# Your goal:
What follows is a set of entries. Repeat them exactly, but not their pictures.

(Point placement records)
___

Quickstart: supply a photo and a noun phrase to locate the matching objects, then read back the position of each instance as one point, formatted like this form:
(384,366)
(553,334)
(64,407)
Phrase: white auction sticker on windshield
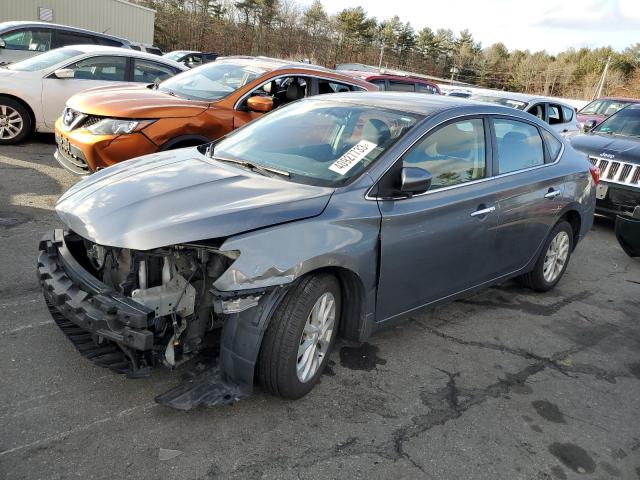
(352,157)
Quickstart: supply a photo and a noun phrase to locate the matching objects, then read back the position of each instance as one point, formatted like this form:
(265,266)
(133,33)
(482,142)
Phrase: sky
(553,25)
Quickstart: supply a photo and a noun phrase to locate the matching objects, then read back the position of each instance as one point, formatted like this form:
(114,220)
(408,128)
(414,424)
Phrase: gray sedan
(336,215)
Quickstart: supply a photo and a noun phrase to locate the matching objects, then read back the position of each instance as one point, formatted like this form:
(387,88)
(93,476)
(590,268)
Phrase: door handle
(551,194)
(484,211)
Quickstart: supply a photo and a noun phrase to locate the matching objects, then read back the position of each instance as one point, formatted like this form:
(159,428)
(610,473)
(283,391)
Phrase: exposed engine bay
(174,282)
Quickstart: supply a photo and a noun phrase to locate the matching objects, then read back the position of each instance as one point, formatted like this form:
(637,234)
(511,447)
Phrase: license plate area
(63,144)
(601,191)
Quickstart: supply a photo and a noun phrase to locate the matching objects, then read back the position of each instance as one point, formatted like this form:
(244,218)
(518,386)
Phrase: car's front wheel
(553,259)
(15,121)
(300,337)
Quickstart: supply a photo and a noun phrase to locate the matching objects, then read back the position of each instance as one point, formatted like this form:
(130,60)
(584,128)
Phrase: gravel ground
(507,384)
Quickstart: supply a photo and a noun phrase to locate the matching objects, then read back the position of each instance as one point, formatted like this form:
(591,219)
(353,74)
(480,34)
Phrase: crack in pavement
(565,367)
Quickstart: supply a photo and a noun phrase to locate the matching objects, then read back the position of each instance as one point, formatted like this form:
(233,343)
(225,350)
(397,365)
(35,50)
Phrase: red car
(602,108)
(396,83)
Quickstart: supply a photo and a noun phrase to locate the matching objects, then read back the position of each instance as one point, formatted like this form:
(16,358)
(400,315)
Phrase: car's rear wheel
(300,337)
(15,121)
(553,259)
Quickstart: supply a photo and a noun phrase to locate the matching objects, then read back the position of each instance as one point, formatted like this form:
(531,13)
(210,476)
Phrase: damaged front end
(131,310)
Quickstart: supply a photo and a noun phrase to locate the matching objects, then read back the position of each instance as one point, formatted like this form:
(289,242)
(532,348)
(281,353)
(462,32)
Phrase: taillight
(595,174)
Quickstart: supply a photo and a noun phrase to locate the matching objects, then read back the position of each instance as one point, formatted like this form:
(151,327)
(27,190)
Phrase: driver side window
(453,154)
(101,68)
(282,90)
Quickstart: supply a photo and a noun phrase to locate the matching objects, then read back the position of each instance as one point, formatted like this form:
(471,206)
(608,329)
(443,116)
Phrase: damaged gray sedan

___

# Task solution:
Quickstart: supply a photo and a noun phrase to locate the matching objects, then read back the position of each instance as one point, formatted like this form:
(384,366)
(553,334)
(64,407)
Phrase: white auction sticker on windshield
(352,157)
Quickstart: supply a photo and a noun phrase to locate the matching objects, then read back the position of each instance as one point, formatted like this form:
(265,266)
(133,33)
(482,142)
Phrase: sky
(553,25)
Quickstart: supply a photo and a noun phrase to locate the matching objects, then read back the position of each instance as one point, formatted like this form:
(114,220)
(408,128)
(414,424)
Phrase: gray sedan
(336,215)
Quickstart: supply a photo and a noun phrase to locate the matching objects, then read back the position of each instance as one point, formatted like this form:
(387,88)
(93,476)
(590,268)
Phrase: door handle
(551,194)
(484,211)
Quickstart: supply a photo and a noun phrase to locate the matching objects, then read back the position of each instance as one point, formatted like this form:
(159,428)
(610,473)
(283,391)
Phrase: exposed engine bay
(174,282)
Quickstart: supply a photo and a noun phrase to locate the matching objects, then read back the position of each instance as one point, formatted like this form:
(637,234)
(511,447)
Phrase: license plate area
(63,144)
(601,191)
Quickstart: supply a photo and a noun phrase to locate the matching objects, then read back the position of each instance as one point, formatted like this form:
(244,218)
(518,386)
Phrase: car's front wheel
(553,259)
(15,121)
(300,337)
Quickstart: supply a photo and a noun phrase to locate the matching objects, then read back the position of each instance as one point, formatted like this form:
(130,60)
(584,128)
Phrase: gravel ground
(507,384)
Quickstart: supply a photo and a noun phrase to locate the matching objects, then read back the position of each instance as one point, formatted like this form:
(591,219)
(353,74)
(480,34)
Phrase: crack in pavement
(565,367)
Quickstart: supply a photo and a noun phrase to locate the matching objects, then read back the position of each instance as one point, formatted like this form:
(233,343)
(225,350)
(397,365)
(35,50)
Phrase: red car
(602,108)
(396,83)
Quickstart: supply a photo and a noun phrase to locate the matching objects, then read back the position of each instance as one point, formatted like this form:
(16,358)
(400,315)
Phrase: car's rear wheel
(300,337)
(15,121)
(553,259)
Quickstart: supply a photo and a noun phrase to locate the matching objects, then read back the position of each instance as one point, formatted like this form:
(531,13)
(210,476)
Phrase: damaged front end
(131,310)
Quickstart: supply a photo and a noun phrase to locate the matching objects, then read back the position of each instance as one point, formatted like this form:
(289,242)
(532,348)
(281,353)
(462,32)
Phrase: taillight
(595,174)
Quickstart: supply a photo and a noun phrase to locate the matching objects, then read back the position of each instance as one point, formatted like this form:
(151,327)
(27,190)
Phrase: driver side window
(453,154)
(101,68)
(282,90)
Quickstart: supply a photo and a noun phrase to locate the matching objects, then read back the position of each instance as one point, formatted like this form:
(471,206)
(608,329)
(443,116)
Phrase: damaged gray sedan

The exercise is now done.